- Given exercise 1 -
Answer these about the Mercury API tutorial:
(a) What two approaches does the tutorial give for building an API with Mercury?
(b) Which of those approaches does the tutorial take?
(c) Which call returns a response?
* START Document *
Now that we have sorted out the indexer part, we need to retrieve the data. We could either use directly the graphql API, but that would require decoding the values (or indexing them as XDR and using stellar tooling to decode them). A much faster path is to create an API directly inside the Mercury program. More specifically, we want to allow retrieving all borrow and collateral actions, but also allow to retrieve them by address.
When building an API with Mercury, you have two approaches:
- Single function, bigger request object with more variants.
- Multiple functions, simpler request object.
Both efficiency and size can generally be ignored for what regards Mercury, but we'll take the first approach in this tutorial.
How do Mercury APIs Work?
Mercury custom APIs are based on additional exported functions in your binary that can be invoked through our cloud infra. The workflow is quite simple:
- Define a request object.
- Use
env.read_request_body()to get the request. - Perform queries, processing, or any other task.
- Return a response through
env.conclude(&response).
* END Document *
* START Record list *
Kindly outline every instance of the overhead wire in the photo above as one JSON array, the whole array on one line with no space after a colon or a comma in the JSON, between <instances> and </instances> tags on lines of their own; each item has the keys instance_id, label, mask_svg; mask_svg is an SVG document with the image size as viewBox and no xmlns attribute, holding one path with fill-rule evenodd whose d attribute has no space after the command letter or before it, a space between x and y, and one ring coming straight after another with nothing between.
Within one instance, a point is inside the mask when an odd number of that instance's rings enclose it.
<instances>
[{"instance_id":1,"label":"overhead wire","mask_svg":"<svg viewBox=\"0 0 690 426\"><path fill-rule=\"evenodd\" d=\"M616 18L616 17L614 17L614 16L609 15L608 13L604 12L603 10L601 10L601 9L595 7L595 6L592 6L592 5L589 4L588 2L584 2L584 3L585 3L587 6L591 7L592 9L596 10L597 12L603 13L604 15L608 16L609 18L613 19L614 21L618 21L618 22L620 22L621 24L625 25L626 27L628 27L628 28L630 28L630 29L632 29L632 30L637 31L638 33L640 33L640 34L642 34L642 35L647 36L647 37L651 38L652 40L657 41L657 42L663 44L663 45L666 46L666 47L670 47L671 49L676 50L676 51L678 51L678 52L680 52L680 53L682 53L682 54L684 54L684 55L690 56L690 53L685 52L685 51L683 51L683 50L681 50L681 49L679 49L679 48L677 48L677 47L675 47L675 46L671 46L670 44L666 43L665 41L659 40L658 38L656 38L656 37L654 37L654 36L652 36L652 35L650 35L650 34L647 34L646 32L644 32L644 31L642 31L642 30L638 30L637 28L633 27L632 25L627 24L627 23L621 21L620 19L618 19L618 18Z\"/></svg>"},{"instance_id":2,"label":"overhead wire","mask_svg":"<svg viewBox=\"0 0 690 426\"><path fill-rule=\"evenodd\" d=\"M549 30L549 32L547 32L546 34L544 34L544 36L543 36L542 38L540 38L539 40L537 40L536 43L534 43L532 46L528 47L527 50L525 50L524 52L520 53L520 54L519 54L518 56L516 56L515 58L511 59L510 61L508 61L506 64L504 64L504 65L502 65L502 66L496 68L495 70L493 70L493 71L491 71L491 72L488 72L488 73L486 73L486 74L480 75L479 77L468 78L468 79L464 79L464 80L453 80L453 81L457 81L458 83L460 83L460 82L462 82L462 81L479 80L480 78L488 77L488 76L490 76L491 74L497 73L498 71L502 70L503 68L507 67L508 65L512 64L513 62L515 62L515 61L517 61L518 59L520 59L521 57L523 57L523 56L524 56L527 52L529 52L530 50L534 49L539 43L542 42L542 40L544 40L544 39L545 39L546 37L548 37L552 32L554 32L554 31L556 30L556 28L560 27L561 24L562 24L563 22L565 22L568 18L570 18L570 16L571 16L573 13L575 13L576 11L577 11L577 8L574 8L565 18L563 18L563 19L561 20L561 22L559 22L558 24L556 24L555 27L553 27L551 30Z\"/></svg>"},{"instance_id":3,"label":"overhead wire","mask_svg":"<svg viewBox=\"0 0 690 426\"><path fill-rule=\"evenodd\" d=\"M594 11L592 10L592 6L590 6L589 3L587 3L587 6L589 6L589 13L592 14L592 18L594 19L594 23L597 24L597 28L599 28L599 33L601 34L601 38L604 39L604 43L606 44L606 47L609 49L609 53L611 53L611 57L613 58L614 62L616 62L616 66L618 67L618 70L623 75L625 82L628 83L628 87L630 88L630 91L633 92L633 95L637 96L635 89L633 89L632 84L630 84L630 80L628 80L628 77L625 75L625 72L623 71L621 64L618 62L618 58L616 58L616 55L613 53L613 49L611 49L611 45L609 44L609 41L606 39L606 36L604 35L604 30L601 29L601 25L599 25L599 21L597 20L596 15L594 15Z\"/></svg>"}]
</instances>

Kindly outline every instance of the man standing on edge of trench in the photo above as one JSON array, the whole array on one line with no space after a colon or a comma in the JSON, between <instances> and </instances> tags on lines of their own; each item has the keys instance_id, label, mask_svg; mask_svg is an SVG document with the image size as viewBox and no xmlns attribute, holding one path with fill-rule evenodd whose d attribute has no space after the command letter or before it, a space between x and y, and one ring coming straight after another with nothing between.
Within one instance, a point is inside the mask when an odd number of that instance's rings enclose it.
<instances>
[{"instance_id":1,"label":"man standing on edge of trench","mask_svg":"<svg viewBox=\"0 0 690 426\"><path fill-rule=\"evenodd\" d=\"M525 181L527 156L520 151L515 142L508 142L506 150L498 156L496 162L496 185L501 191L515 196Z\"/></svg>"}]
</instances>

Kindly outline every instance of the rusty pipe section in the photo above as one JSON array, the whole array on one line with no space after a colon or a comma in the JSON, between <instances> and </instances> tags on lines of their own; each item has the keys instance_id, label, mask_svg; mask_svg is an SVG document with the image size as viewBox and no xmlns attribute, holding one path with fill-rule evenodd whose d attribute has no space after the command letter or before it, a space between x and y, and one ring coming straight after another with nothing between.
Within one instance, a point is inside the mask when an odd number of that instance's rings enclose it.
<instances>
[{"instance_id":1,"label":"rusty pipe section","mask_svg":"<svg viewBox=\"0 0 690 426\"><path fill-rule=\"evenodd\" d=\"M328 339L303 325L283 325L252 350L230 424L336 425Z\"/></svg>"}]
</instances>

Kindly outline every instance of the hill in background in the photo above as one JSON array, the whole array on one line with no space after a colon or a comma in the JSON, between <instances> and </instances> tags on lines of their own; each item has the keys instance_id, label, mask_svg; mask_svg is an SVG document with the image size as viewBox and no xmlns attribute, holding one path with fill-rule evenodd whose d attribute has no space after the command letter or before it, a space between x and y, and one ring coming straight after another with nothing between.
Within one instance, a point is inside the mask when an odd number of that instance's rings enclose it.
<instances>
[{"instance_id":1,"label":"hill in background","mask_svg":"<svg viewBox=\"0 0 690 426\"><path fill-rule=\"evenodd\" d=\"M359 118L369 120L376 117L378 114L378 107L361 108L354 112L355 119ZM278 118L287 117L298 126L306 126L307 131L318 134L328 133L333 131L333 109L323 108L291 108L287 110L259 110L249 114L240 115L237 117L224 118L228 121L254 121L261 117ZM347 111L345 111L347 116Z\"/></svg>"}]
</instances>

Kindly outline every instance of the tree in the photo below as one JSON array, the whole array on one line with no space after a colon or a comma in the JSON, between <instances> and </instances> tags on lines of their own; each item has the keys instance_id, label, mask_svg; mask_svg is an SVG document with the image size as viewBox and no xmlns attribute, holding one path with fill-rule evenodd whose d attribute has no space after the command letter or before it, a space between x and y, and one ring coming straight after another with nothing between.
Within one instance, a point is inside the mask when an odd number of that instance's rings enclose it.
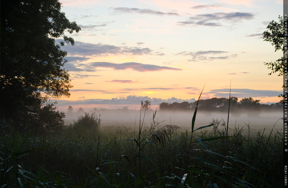
<instances>
[{"instance_id":1,"label":"tree","mask_svg":"<svg viewBox=\"0 0 288 188\"><path fill-rule=\"evenodd\" d=\"M78 110L77 111L77 113L78 116L82 116L85 113L85 112L84 111L84 109L83 109L83 108L79 108Z\"/></svg>"},{"instance_id":2,"label":"tree","mask_svg":"<svg viewBox=\"0 0 288 188\"><path fill-rule=\"evenodd\" d=\"M263 38L264 39L264 41L268 41L271 43L274 46L275 51L281 49L284 53L285 48L287 48L288 43L287 42L287 39L286 38L286 44L283 45L283 40L285 36L283 30L284 23L282 16L279 15L278 18L279 19L279 22L272 20L267 26L267 28L268 30L263 33ZM285 24L286 23L285 22ZM271 75L272 73L276 73L278 74L278 76L282 76L284 73L284 67L287 67L287 61L285 62L285 58L283 56L274 62L265 62L264 63L265 65L268 66L268 69L271 69L272 71L268 74L269 75ZM282 88L284 87L284 85L282 86ZM283 95L281 94L278 96L282 97Z\"/></svg>"},{"instance_id":3,"label":"tree","mask_svg":"<svg viewBox=\"0 0 288 188\"><path fill-rule=\"evenodd\" d=\"M58 0L1 1L1 119L25 124L26 118L39 113L45 96L70 96L72 86L63 68L67 53L60 48L64 42L74 44L64 32L81 28L60 12L61 4ZM56 44L60 38L63 41Z\"/></svg>"},{"instance_id":4,"label":"tree","mask_svg":"<svg viewBox=\"0 0 288 188\"><path fill-rule=\"evenodd\" d=\"M71 114L73 113L73 107L71 106L69 106L68 107L68 111L67 111L67 114Z\"/></svg>"},{"instance_id":5,"label":"tree","mask_svg":"<svg viewBox=\"0 0 288 188\"><path fill-rule=\"evenodd\" d=\"M275 51L281 49L284 52L284 48L287 46L286 45L283 46L283 38L284 33L283 28L284 27L283 18L280 15L278 17L279 22L274 20L270 22L266 28L268 30L263 33L263 38L264 41L268 41L271 43L274 46ZM283 66L287 67L287 63L285 63L285 59L283 56L276 60L275 62L264 63L265 65L268 66L268 69L271 69L272 71L269 73L271 75L272 73L278 73L278 76L283 75Z\"/></svg>"},{"instance_id":6,"label":"tree","mask_svg":"<svg viewBox=\"0 0 288 188\"><path fill-rule=\"evenodd\" d=\"M147 100L144 101L144 104L142 106L142 109L147 108L147 110L150 110L151 106L151 102Z\"/></svg>"}]
</instances>

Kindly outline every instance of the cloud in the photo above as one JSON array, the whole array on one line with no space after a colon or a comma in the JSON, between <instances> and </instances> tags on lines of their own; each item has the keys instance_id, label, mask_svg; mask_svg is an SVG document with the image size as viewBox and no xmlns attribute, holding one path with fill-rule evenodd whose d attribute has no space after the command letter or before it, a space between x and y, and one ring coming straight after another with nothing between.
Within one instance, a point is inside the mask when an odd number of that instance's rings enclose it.
<instances>
[{"instance_id":1,"label":"cloud","mask_svg":"<svg viewBox=\"0 0 288 188\"><path fill-rule=\"evenodd\" d=\"M95 16L94 15L93 15L92 14L90 14L90 15L81 14L81 15L80 15L80 16L79 17L79 18L80 19L83 19L83 18L91 18L91 17L97 17L97 16ZM78 25L79 26L80 26L80 25ZM81 27L81 28L82 29L82 27Z\"/></svg>"},{"instance_id":2,"label":"cloud","mask_svg":"<svg viewBox=\"0 0 288 188\"><path fill-rule=\"evenodd\" d=\"M100 75L94 75L93 74L70 74L70 76L73 79L80 79L86 78L90 77L100 76Z\"/></svg>"},{"instance_id":3,"label":"cloud","mask_svg":"<svg viewBox=\"0 0 288 188\"><path fill-rule=\"evenodd\" d=\"M137 82L138 81L134 81L133 80L111 80L111 81L105 81L106 82L118 82L118 83L135 83L135 82Z\"/></svg>"},{"instance_id":4,"label":"cloud","mask_svg":"<svg viewBox=\"0 0 288 188\"><path fill-rule=\"evenodd\" d=\"M252 34L251 35L246 35L245 36L245 37L257 37L258 36L262 36L262 33L257 33L256 34Z\"/></svg>"},{"instance_id":5,"label":"cloud","mask_svg":"<svg viewBox=\"0 0 288 188\"><path fill-rule=\"evenodd\" d=\"M198 87L184 87L184 89L198 89Z\"/></svg>"},{"instance_id":6,"label":"cloud","mask_svg":"<svg viewBox=\"0 0 288 188\"><path fill-rule=\"evenodd\" d=\"M254 15L247 12L216 12L212 14L197 14L190 17L188 21L178 22L179 25L204 25L208 26L221 26L223 25L220 23L212 22L221 21L236 22L244 20L251 20Z\"/></svg>"},{"instance_id":7,"label":"cloud","mask_svg":"<svg viewBox=\"0 0 288 188\"><path fill-rule=\"evenodd\" d=\"M87 57L79 56L66 56L64 58L68 62L82 62L89 59L89 58Z\"/></svg>"},{"instance_id":8,"label":"cloud","mask_svg":"<svg viewBox=\"0 0 288 188\"><path fill-rule=\"evenodd\" d=\"M228 53L228 52L224 51L215 51L213 50L209 50L209 51L198 51L196 52L188 52L184 51L182 52L178 53L175 55L182 55L183 56L195 56L199 55L206 54L219 54L223 53Z\"/></svg>"},{"instance_id":9,"label":"cloud","mask_svg":"<svg viewBox=\"0 0 288 188\"><path fill-rule=\"evenodd\" d=\"M134 62L124 63L113 63L108 62L94 62L91 64L92 67L104 67L110 68L115 70L125 70L132 69L140 72L146 71L155 71L163 70L180 70L182 69L167 67L158 66L146 64L142 64Z\"/></svg>"},{"instance_id":10,"label":"cloud","mask_svg":"<svg viewBox=\"0 0 288 188\"><path fill-rule=\"evenodd\" d=\"M72 92L77 92L78 91L104 91L103 90L69 90L69 91Z\"/></svg>"},{"instance_id":11,"label":"cloud","mask_svg":"<svg viewBox=\"0 0 288 188\"><path fill-rule=\"evenodd\" d=\"M222 6L219 4L205 4L201 5L197 5L191 7L192 9L215 9L222 8Z\"/></svg>"},{"instance_id":12,"label":"cloud","mask_svg":"<svg viewBox=\"0 0 288 188\"><path fill-rule=\"evenodd\" d=\"M208 93L213 94L215 97L229 97L230 89L222 89L212 90ZM283 92L283 91L282 91ZM258 90L248 89L231 89L231 95L239 98L276 97L281 93L280 91L272 90Z\"/></svg>"},{"instance_id":13,"label":"cloud","mask_svg":"<svg viewBox=\"0 0 288 188\"><path fill-rule=\"evenodd\" d=\"M143 88L144 90L170 90L174 89L174 88L164 88L163 87L152 87L151 88Z\"/></svg>"},{"instance_id":14,"label":"cloud","mask_svg":"<svg viewBox=\"0 0 288 188\"><path fill-rule=\"evenodd\" d=\"M270 24L272 21L266 21L262 22L262 23L265 25L269 25L269 24Z\"/></svg>"},{"instance_id":15,"label":"cloud","mask_svg":"<svg viewBox=\"0 0 288 188\"><path fill-rule=\"evenodd\" d=\"M63 40L58 39L59 43ZM151 54L153 51L148 48L117 46L100 43L94 44L75 41L74 46L65 45L61 47L61 49L67 51L69 55L86 56L106 56L111 55L129 54L143 55Z\"/></svg>"},{"instance_id":16,"label":"cloud","mask_svg":"<svg viewBox=\"0 0 288 188\"><path fill-rule=\"evenodd\" d=\"M160 16L179 16L179 14L175 12L163 12L160 11L155 11L148 9L138 9L137 8L128 8L126 7L118 7L113 8L113 10L116 12L120 13L137 13L141 14L148 14Z\"/></svg>"},{"instance_id":17,"label":"cloud","mask_svg":"<svg viewBox=\"0 0 288 188\"><path fill-rule=\"evenodd\" d=\"M125 89L123 89L121 90L124 90L125 91L131 91L132 90L177 90L177 89L194 89L193 90L200 90L198 89L198 88L197 87L151 87L149 88L134 88L131 89L130 88L126 88Z\"/></svg>"},{"instance_id":18,"label":"cloud","mask_svg":"<svg viewBox=\"0 0 288 188\"><path fill-rule=\"evenodd\" d=\"M188 60L188 61L197 61L203 60L213 61L214 59L224 59L230 57L235 57L237 56L237 54L232 54L230 56L218 57L209 56L211 55L221 54L228 53L228 52L224 51L213 50L198 51L196 52L187 52L184 51L175 55L192 56L193 57L192 59Z\"/></svg>"},{"instance_id":19,"label":"cloud","mask_svg":"<svg viewBox=\"0 0 288 188\"><path fill-rule=\"evenodd\" d=\"M77 64L73 63L67 63L64 65L64 68L69 71L87 71L93 72L94 70L92 70L87 67L85 64Z\"/></svg>"},{"instance_id":20,"label":"cloud","mask_svg":"<svg viewBox=\"0 0 288 188\"><path fill-rule=\"evenodd\" d=\"M110 99L91 99L77 101L71 101L64 100L57 100L57 105L59 106L64 105L75 105L86 104L139 104L141 105L141 101L145 101L148 100L151 102L152 105L158 105L162 102L173 103L175 102L182 103L187 101L189 103L195 102L195 100L192 98L189 99L183 100L178 99L175 97L171 98L164 99L156 98L150 98L147 96L142 97L134 95L129 95L127 97L120 98L113 98Z\"/></svg>"},{"instance_id":21,"label":"cloud","mask_svg":"<svg viewBox=\"0 0 288 188\"><path fill-rule=\"evenodd\" d=\"M81 29L93 29L95 27L103 27L107 26L107 24L99 24L98 25L78 25L78 26L80 27Z\"/></svg>"}]
</instances>

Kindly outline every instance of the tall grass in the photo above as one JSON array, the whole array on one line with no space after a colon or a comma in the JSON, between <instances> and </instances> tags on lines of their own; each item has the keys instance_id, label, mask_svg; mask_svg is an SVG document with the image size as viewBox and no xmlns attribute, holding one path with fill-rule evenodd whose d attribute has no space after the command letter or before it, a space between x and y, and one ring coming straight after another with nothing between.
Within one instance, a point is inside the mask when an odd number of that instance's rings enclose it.
<instances>
[{"instance_id":1,"label":"tall grass","mask_svg":"<svg viewBox=\"0 0 288 188\"><path fill-rule=\"evenodd\" d=\"M269 135L264 131L251 133L249 124L245 132L236 123L234 130L230 128L232 131L227 133L222 120L213 120L209 125L194 130L197 110L192 131L189 132L177 125L157 122L156 112L150 127L140 119L137 133L119 127L114 132L103 134L101 129L91 129L89 124L76 124L61 132L35 136L15 132L2 121L0 185L275 187L281 185L277 165L283 163L282 133L273 132L273 129Z\"/></svg>"}]
</instances>

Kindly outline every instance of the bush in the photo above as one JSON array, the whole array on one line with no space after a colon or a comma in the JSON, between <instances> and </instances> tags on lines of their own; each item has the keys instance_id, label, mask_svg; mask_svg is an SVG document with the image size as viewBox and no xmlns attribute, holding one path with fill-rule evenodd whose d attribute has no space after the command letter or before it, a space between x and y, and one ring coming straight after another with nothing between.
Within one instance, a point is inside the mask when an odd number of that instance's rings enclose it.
* END Record list *
- Given exercise 2 -
Which lines of the records contain the word "bush"? Pull out each one.

- Exercise response 1 -
(a) A single function with a bigger request object with more variants, or multiple functions with a simpler request object.
(b) The first approach: a single function with a bigger request object with more variants.
(c) env.conclude(&response)

- Exercise response 2 -
Kindly outline every instance of the bush in the photo above as one JSON array, the whole array on one line with no space after a colon or a comma in the JSON, between <instances> and </instances> tags on lines of their own; each item has the keys instance_id, label, mask_svg; mask_svg is an SVG document with the image size as viewBox and no xmlns attribute, holding one path with fill-rule evenodd whose d attribute has no space after the command letter or before it, a space between x and y, and one ring coming straight after another with nothing between.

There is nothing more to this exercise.